Исходный фрагмент
Колеса все медленней, все неохотней вращались… Тяжесть вселенной. Где-то за завесом медленно карты сдавались. Одна за другой пролетали тяжелые доски… Играйте… Ну хоть карты свои посмотрите… Зачем… мы мечтаем о будущих днях… Тихо под снегом, легко под смертью. Спящий бессмертен… Неустрашим (Аполлон Безобразов, 186–187).

Видимо, за «завесом», заставляющим вспомнить о завесах, разделяющих древнееврейскую Скинию, играют все те же Белый и Черный, о которых так экспрессивно говорит Васеньке Аполлон Безобразов (Неизданное, 371–372).


Я думаю, что мотив вращения каким-то (хотя бы косвенным) образом может быть связан с «Озарениями» и прежде всего с текстом «Мистическое» (отсылает к «Гентскому алтарю» ван Эйка). Сравним его со следующей записей «Дневника»:

Эллипсоидальное море цветов вращалось направо.

Исходные записи
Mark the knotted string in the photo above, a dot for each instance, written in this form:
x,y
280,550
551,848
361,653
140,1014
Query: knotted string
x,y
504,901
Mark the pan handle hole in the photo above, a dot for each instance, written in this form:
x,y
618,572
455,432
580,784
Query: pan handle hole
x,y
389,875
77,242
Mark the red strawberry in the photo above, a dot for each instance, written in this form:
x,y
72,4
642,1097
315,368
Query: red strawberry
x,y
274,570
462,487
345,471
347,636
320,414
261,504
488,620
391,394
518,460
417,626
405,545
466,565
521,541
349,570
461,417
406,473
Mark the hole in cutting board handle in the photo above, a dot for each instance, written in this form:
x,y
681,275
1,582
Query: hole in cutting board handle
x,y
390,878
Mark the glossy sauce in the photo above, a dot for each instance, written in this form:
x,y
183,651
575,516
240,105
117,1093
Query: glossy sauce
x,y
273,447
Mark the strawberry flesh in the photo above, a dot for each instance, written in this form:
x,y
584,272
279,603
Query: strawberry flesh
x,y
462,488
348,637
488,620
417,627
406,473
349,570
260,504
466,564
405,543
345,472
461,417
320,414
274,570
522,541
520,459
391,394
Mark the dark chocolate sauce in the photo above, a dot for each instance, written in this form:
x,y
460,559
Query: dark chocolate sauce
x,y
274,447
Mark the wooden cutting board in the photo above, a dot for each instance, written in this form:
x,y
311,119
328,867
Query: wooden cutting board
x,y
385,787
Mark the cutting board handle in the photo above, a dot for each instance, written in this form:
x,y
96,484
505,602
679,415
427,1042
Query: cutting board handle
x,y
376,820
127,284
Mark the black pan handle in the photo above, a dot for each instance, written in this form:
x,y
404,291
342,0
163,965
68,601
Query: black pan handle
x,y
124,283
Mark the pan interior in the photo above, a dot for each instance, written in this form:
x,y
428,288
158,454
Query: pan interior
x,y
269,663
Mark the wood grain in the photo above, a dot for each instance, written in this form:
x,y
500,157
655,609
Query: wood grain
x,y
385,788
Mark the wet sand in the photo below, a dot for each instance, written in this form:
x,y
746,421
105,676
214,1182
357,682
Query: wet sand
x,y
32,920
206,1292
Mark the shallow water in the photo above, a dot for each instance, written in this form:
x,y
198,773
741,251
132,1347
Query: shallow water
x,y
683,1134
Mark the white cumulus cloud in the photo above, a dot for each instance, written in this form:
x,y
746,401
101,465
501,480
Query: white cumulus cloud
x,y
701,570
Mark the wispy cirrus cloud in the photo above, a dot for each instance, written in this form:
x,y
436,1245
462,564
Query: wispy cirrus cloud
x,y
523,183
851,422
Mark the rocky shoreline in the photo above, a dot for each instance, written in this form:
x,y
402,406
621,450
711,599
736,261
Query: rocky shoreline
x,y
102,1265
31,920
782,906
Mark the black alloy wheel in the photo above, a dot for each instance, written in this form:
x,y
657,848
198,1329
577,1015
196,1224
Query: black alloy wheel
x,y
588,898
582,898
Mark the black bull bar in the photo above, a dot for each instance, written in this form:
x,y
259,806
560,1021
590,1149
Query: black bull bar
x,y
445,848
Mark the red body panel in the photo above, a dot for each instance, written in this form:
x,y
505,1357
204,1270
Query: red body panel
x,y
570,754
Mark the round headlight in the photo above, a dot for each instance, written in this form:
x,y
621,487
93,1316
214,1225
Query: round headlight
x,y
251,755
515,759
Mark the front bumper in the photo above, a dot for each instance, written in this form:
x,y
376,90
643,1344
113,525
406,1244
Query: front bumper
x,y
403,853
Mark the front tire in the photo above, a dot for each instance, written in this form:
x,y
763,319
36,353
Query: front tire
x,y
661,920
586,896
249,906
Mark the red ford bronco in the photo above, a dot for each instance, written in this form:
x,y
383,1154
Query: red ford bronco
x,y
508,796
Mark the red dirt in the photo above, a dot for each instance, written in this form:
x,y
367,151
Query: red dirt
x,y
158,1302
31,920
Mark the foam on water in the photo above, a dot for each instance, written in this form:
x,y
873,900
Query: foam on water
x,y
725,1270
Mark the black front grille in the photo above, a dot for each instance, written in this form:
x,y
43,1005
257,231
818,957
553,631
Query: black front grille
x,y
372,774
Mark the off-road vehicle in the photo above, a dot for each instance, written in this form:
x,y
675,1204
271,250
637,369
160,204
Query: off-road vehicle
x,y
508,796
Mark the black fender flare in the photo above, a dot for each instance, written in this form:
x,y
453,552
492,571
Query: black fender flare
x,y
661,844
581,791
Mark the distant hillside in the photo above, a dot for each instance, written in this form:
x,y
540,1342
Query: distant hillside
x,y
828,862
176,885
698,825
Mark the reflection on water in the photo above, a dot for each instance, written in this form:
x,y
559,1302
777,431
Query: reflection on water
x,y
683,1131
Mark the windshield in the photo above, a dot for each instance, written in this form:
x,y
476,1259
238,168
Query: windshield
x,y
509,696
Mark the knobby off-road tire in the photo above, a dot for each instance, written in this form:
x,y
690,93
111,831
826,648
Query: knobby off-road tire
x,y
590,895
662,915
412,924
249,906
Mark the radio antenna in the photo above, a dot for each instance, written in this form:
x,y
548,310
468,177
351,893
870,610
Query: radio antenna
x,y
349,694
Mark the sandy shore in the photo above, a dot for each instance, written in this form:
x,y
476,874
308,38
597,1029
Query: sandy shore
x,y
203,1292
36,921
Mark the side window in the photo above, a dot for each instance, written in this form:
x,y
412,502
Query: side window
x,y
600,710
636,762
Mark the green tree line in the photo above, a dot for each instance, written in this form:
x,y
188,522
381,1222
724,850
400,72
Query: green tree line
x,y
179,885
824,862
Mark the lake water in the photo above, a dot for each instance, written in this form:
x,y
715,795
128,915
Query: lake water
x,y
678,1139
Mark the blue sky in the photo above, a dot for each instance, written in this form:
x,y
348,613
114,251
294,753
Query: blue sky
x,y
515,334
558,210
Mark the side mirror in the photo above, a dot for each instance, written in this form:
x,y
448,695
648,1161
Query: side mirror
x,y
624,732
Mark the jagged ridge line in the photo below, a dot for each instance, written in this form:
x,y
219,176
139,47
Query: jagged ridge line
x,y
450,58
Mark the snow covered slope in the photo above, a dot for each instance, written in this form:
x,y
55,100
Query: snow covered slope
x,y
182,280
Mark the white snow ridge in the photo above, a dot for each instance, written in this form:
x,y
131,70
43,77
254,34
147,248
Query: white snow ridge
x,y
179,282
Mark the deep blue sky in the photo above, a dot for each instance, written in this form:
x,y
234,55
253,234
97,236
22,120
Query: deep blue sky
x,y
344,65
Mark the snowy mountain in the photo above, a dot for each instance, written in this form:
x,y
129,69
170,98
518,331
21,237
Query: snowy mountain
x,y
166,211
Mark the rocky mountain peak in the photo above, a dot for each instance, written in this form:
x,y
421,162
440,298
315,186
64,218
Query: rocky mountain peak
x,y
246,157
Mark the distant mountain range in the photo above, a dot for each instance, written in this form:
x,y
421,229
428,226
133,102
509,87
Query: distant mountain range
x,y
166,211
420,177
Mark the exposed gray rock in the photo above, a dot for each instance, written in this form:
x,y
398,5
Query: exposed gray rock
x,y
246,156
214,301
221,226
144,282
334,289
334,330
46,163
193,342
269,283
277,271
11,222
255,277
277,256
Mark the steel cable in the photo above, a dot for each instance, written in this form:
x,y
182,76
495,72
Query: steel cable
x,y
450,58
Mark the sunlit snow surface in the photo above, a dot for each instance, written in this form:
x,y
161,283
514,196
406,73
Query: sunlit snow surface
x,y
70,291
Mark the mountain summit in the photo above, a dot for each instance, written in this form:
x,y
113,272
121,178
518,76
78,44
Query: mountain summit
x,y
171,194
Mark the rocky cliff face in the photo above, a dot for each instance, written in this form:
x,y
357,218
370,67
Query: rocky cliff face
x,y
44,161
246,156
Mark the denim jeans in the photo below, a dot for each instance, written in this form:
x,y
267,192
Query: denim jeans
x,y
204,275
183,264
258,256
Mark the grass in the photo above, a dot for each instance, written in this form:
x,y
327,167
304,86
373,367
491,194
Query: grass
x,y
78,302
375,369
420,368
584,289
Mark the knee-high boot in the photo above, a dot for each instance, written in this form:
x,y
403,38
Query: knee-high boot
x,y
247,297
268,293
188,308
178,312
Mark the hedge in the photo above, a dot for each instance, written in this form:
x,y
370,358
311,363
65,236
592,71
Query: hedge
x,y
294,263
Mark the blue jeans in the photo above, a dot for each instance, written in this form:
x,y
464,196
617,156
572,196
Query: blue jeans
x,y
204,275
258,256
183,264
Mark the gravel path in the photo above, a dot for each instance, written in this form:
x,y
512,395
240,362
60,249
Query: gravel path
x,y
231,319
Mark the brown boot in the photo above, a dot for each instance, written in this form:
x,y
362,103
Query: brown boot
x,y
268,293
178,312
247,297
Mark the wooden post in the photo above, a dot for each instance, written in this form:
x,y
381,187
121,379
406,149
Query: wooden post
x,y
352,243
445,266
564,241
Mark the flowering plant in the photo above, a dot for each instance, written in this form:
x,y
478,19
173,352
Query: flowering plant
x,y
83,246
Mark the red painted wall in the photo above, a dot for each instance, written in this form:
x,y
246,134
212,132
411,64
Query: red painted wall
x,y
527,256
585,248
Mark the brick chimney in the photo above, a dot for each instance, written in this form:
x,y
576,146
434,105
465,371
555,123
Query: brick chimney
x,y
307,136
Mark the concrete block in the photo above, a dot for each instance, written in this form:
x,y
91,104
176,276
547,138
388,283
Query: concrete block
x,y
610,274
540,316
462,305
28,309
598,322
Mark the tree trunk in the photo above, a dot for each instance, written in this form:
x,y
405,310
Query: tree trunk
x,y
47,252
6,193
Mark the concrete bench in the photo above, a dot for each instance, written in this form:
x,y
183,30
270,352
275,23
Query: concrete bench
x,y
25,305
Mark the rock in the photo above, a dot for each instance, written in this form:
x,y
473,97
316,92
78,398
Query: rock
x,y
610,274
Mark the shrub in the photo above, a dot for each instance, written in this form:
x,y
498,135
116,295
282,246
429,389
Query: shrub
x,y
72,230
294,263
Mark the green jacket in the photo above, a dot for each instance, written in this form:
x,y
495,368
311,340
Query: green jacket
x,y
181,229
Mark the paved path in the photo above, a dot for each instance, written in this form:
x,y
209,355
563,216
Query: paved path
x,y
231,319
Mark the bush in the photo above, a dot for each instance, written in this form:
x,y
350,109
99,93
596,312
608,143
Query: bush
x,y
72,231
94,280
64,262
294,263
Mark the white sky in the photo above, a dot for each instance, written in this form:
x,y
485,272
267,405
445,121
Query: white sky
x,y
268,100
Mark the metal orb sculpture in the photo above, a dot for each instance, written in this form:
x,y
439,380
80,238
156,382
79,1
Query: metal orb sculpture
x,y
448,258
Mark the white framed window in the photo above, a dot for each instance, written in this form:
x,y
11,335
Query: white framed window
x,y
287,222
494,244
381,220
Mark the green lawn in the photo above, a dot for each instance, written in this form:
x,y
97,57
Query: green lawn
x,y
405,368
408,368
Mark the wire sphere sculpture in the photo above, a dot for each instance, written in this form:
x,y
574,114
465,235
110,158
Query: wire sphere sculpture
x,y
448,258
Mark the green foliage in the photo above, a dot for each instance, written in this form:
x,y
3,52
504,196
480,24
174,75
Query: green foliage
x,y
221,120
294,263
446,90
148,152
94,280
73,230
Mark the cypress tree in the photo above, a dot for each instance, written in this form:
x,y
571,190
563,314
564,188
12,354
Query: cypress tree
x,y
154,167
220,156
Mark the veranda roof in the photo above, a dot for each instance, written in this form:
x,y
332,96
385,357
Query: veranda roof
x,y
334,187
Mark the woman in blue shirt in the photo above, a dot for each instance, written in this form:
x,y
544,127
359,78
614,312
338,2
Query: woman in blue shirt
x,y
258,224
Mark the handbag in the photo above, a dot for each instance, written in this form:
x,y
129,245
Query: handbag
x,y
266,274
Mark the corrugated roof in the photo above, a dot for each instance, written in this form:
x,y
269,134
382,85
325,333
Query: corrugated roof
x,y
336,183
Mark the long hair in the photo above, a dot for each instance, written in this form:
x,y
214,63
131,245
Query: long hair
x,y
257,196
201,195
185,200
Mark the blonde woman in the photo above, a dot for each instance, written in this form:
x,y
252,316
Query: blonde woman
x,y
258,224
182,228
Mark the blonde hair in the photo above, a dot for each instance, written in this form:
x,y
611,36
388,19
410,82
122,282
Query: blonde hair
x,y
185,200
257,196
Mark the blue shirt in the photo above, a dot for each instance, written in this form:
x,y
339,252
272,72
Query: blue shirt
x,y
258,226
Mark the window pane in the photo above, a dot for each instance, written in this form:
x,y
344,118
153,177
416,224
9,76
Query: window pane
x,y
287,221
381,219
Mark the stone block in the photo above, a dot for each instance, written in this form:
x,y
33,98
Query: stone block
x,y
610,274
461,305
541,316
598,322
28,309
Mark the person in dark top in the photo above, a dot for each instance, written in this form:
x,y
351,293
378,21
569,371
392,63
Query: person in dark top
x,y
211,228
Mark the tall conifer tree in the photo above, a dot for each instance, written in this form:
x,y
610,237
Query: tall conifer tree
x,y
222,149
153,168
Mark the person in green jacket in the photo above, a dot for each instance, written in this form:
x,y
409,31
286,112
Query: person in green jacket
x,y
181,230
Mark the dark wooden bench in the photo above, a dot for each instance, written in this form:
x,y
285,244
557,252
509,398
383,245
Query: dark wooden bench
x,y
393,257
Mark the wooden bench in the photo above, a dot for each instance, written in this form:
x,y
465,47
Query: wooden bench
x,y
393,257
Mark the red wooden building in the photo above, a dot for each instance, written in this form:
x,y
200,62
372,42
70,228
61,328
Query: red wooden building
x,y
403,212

Задание
Можете процитировать слово в слово весь фрагмент о мотиве вращения и «завесе»?

Решение
Колеса все медленней, все неохотней вращались… Тяжесть вселенной. Где-то за завесом медленно карты сдавались. Одна за другой пролетали тяжелые доски… Играйте… Ну хоть карты свои посмотрите… Зачем… мы мечтаем о будущих днях… Тихо под снегом, легко под смертью. Спящий бессмертен… Неустрашим (Аполлон Безобразов, 186–187).

Видимо, за «завесом», заставляющим вспомнить о завесах, разделяющих древнееврейскую Скинию, играют все те же Белый и Черный, о которых так экспрессивно говорит Васеньке Аполлон Безобразов (Неизданное, 371–372).


Я думаю, что мотив вращения каким-то (хотя бы косвенным) образом может быть связан с «Озарениями» и прежде всего с текстом «Мистическое» (отсылает к «Гентскому алтарю» ван Эйка). Сравним его со следующей записей «Дневника»:

Эллипсоидальное море цветов вращалось направо.